=== Section Start ===
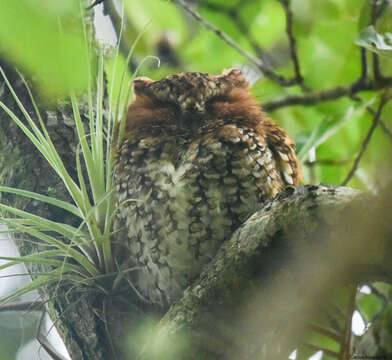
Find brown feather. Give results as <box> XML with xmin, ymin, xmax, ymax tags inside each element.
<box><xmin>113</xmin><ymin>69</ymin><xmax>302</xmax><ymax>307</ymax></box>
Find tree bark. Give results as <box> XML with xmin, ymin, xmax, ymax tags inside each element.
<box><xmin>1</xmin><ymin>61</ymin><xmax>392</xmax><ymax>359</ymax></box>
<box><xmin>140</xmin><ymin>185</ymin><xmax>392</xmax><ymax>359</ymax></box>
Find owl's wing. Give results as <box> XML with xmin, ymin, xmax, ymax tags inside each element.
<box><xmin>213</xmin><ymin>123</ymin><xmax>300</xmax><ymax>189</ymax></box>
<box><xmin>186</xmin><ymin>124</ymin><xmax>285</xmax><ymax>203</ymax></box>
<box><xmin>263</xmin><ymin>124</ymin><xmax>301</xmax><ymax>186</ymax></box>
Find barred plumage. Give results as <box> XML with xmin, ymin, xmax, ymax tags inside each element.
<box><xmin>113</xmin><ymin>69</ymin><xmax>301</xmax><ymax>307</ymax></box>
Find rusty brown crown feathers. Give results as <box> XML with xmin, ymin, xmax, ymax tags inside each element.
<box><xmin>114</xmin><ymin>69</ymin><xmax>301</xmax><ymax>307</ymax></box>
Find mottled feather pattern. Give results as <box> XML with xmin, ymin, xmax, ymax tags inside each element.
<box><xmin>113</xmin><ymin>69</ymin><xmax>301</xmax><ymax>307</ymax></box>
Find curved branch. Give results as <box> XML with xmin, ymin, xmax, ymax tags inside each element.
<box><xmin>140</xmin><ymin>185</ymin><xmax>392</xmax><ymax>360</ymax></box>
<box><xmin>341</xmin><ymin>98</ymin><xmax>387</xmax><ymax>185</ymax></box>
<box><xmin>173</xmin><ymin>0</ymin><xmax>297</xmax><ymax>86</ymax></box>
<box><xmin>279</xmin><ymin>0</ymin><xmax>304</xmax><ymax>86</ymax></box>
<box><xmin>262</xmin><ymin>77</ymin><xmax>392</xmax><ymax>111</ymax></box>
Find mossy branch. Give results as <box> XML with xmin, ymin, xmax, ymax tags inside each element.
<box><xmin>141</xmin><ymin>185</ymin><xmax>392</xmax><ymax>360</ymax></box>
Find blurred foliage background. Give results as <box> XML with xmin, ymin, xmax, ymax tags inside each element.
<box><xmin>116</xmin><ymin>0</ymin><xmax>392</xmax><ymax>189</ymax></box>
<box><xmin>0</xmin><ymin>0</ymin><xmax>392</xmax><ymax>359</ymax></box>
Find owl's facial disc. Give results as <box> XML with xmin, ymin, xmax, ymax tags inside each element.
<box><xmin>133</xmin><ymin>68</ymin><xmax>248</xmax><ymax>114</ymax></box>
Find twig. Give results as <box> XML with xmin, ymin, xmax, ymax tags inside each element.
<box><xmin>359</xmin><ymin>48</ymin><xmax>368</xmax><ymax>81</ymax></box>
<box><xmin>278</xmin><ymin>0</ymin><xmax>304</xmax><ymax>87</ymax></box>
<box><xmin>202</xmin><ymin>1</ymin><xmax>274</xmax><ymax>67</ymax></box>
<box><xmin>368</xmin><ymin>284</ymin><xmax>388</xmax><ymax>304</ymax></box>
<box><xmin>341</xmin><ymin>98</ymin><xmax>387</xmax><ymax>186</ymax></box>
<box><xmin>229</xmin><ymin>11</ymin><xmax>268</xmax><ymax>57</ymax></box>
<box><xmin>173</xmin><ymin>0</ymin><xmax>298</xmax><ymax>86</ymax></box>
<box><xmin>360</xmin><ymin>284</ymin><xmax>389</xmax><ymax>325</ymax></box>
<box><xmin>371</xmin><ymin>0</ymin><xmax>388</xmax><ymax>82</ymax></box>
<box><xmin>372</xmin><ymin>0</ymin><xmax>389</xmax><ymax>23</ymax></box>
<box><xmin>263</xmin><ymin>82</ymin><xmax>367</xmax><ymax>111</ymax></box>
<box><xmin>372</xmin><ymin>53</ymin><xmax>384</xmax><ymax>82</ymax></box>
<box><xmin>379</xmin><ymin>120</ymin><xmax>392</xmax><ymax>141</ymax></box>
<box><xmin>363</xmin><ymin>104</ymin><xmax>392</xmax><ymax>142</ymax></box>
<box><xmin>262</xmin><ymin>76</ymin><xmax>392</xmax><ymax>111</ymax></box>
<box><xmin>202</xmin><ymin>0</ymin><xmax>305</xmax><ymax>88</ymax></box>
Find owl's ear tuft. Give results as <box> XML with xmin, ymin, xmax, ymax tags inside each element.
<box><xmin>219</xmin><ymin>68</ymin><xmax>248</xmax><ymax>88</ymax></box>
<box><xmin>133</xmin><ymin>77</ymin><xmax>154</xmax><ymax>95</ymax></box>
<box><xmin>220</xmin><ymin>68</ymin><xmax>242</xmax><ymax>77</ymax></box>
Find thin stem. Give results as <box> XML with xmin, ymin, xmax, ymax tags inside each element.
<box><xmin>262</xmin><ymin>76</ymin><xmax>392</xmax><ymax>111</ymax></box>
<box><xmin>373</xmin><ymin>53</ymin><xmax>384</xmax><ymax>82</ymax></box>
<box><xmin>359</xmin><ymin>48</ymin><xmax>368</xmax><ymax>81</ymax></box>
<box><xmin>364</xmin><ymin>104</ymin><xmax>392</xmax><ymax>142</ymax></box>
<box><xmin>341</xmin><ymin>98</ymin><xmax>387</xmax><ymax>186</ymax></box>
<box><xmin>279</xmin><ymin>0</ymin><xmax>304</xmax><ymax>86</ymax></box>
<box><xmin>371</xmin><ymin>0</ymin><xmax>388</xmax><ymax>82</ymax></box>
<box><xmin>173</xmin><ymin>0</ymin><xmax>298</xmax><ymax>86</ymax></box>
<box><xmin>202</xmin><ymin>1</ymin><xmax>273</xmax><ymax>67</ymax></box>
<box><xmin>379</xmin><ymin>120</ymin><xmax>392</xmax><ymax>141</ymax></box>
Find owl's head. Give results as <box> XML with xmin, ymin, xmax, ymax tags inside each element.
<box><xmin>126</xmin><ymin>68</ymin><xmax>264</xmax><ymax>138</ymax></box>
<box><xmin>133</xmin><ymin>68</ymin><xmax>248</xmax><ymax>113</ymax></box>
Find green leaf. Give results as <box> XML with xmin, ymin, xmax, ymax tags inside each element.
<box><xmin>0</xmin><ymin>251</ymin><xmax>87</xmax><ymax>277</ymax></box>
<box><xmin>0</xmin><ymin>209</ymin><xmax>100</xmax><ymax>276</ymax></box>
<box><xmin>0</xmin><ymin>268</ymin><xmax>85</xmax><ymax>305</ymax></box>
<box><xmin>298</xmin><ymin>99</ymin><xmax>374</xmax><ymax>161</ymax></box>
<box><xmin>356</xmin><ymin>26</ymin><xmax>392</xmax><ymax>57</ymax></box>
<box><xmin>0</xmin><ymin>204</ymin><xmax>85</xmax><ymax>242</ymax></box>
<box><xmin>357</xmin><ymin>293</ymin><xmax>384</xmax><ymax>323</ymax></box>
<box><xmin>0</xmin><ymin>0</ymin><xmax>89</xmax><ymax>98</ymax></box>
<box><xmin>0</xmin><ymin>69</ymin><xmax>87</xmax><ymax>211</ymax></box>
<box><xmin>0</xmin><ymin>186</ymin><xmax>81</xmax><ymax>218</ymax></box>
=== Section End ===
**WHAT THE TASK ASKS**
Everything in the records must be transcribed exactly, except the pictures, which are left out.

**EXERCISE OUTPUT**
Find brown feather. Give results as <box> XML with xmin, ymin, xmax, ymax tags inside each element.
<box><xmin>113</xmin><ymin>69</ymin><xmax>302</xmax><ymax>307</ymax></box>
Find tree bark. Give results as <box> XML with xmin, ymin, xmax, ymax tags inside each element.
<box><xmin>1</xmin><ymin>61</ymin><xmax>392</xmax><ymax>359</ymax></box>
<box><xmin>140</xmin><ymin>185</ymin><xmax>392</xmax><ymax>359</ymax></box>
Find owl's wing. Give results as <box> XML with xmin, ymin, xmax, ymax tags inside each element.
<box><xmin>213</xmin><ymin>123</ymin><xmax>300</xmax><ymax>189</ymax></box>
<box><xmin>186</xmin><ymin>124</ymin><xmax>285</xmax><ymax>203</ymax></box>
<box><xmin>263</xmin><ymin>124</ymin><xmax>301</xmax><ymax>186</ymax></box>
Find barred plumage. Give results as <box> XML with xmin, ymin, xmax, ymax tags inside each element.
<box><xmin>113</xmin><ymin>69</ymin><xmax>301</xmax><ymax>307</ymax></box>
Find rusty brown crown feathers. Give results as <box> XML with xmin, ymin, xmax, ymax tags inside each element.
<box><xmin>114</xmin><ymin>69</ymin><xmax>301</xmax><ymax>307</ymax></box>
Find mottled feather pattern. Give results as <box> XML with xmin, ymin, xmax, ymax tags inside each element.
<box><xmin>113</xmin><ymin>69</ymin><xmax>301</xmax><ymax>307</ymax></box>
Find curved branch. Give results as <box> XML with xmin, ymin, xmax, ymax tags inside each element.
<box><xmin>140</xmin><ymin>185</ymin><xmax>392</xmax><ymax>360</ymax></box>
<box><xmin>341</xmin><ymin>98</ymin><xmax>387</xmax><ymax>185</ymax></box>
<box><xmin>173</xmin><ymin>0</ymin><xmax>297</xmax><ymax>86</ymax></box>
<box><xmin>279</xmin><ymin>0</ymin><xmax>304</xmax><ymax>86</ymax></box>
<box><xmin>262</xmin><ymin>77</ymin><xmax>392</xmax><ymax>111</ymax></box>
Find mossy branch. Give results as <box> XML with xmin, ymin, xmax, ymax tags inside each element.
<box><xmin>141</xmin><ymin>185</ymin><xmax>392</xmax><ymax>360</ymax></box>
Find blurred foliage background. Give results as <box> XML with xmin, ymin, xmax, ymax tags inside each element.
<box><xmin>116</xmin><ymin>0</ymin><xmax>392</xmax><ymax>189</ymax></box>
<box><xmin>0</xmin><ymin>0</ymin><xmax>392</xmax><ymax>359</ymax></box>
Find owl's facial disc. Give results as <box> XML with xmin, ymin, xmax, ymax tags inside each element.
<box><xmin>133</xmin><ymin>68</ymin><xmax>248</xmax><ymax>114</ymax></box>
Find twig. Give results as <box> XML with xmin, ymin, xmax, ymax tags inside each element.
<box><xmin>359</xmin><ymin>48</ymin><xmax>368</xmax><ymax>81</ymax></box>
<box><xmin>278</xmin><ymin>0</ymin><xmax>304</xmax><ymax>87</ymax></box>
<box><xmin>202</xmin><ymin>1</ymin><xmax>274</xmax><ymax>67</ymax></box>
<box><xmin>368</xmin><ymin>284</ymin><xmax>388</xmax><ymax>304</ymax></box>
<box><xmin>341</xmin><ymin>98</ymin><xmax>387</xmax><ymax>186</ymax></box>
<box><xmin>229</xmin><ymin>11</ymin><xmax>268</xmax><ymax>57</ymax></box>
<box><xmin>173</xmin><ymin>0</ymin><xmax>298</xmax><ymax>86</ymax></box>
<box><xmin>360</xmin><ymin>284</ymin><xmax>389</xmax><ymax>325</ymax></box>
<box><xmin>371</xmin><ymin>0</ymin><xmax>388</xmax><ymax>82</ymax></box>
<box><xmin>372</xmin><ymin>0</ymin><xmax>389</xmax><ymax>23</ymax></box>
<box><xmin>263</xmin><ymin>82</ymin><xmax>367</xmax><ymax>111</ymax></box>
<box><xmin>372</xmin><ymin>53</ymin><xmax>384</xmax><ymax>82</ymax></box>
<box><xmin>379</xmin><ymin>120</ymin><xmax>392</xmax><ymax>141</ymax></box>
<box><xmin>363</xmin><ymin>104</ymin><xmax>392</xmax><ymax>142</ymax></box>
<box><xmin>262</xmin><ymin>76</ymin><xmax>392</xmax><ymax>111</ymax></box>
<box><xmin>202</xmin><ymin>0</ymin><xmax>305</xmax><ymax>88</ymax></box>
Find owl's ear tuft. Give results as <box> XML with xmin, ymin, xmax, ymax tags inside each element.
<box><xmin>219</xmin><ymin>68</ymin><xmax>248</xmax><ymax>88</ymax></box>
<box><xmin>133</xmin><ymin>77</ymin><xmax>154</xmax><ymax>95</ymax></box>
<box><xmin>220</xmin><ymin>68</ymin><xmax>242</xmax><ymax>77</ymax></box>
Find thin stem. Give results as <box> XML with xmin, ymin, xmax, ymax tags inside each element.
<box><xmin>262</xmin><ymin>76</ymin><xmax>392</xmax><ymax>111</ymax></box>
<box><xmin>373</xmin><ymin>53</ymin><xmax>384</xmax><ymax>82</ymax></box>
<box><xmin>359</xmin><ymin>48</ymin><xmax>368</xmax><ymax>81</ymax></box>
<box><xmin>364</xmin><ymin>104</ymin><xmax>392</xmax><ymax>142</ymax></box>
<box><xmin>341</xmin><ymin>98</ymin><xmax>387</xmax><ymax>186</ymax></box>
<box><xmin>279</xmin><ymin>0</ymin><xmax>304</xmax><ymax>86</ymax></box>
<box><xmin>371</xmin><ymin>0</ymin><xmax>388</xmax><ymax>82</ymax></box>
<box><xmin>173</xmin><ymin>0</ymin><xmax>298</xmax><ymax>86</ymax></box>
<box><xmin>202</xmin><ymin>1</ymin><xmax>273</xmax><ymax>67</ymax></box>
<box><xmin>379</xmin><ymin>120</ymin><xmax>392</xmax><ymax>141</ymax></box>
Find owl's head. Give results as <box> XML with xmin, ymin, xmax, ymax tags inside each element.
<box><xmin>126</xmin><ymin>68</ymin><xmax>264</xmax><ymax>138</ymax></box>
<box><xmin>133</xmin><ymin>68</ymin><xmax>248</xmax><ymax>113</ymax></box>
Find green leaf. Give results as <box> XML with xmin, ymin, xmax, ymax tags inside each element.
<box><xmin>0</xmin><ymin>251</ymin><xmax>87</xmax><ymax>277</ymax></box>
<box><xmin>0</xmin><ymin>209</ymin><xmax>100</xmax><ymax>276</ymax></box>
<box><xmin>0</xmin><ymin>268</ymin><xmax>85</xmax><ymax>305</ymax></box>
<box><xmin>298</xmin><ymin>99</ymin><xmax>374</xmax><ymax>161</ymax></box>
<box><xmin>356</xmin><ymin>26</ymin><xmax>392</xmax><ymax>57</ymax></box>
<box><xmin>0</xmin><ymin>204</ymin><xmax>85</xmax><ymax>242</ymax></box>
<box><xmin>357</xmin><ymin>293</ymin><xmax>384</xmax><ymax>323</ymax></box>
<box><xmin>0</xmin><ymin>0</ymin><xmax>89</xmax><ymax>98</ymax></box>
<box><xmin>0</xmin><ymin>69</ymin><xmax>87</xmax><ymax>211</ymax></box>
<box><xmin>0</xmin><ymin>186</ymin><xmax>81</xmax><ymax>218</ymax></box>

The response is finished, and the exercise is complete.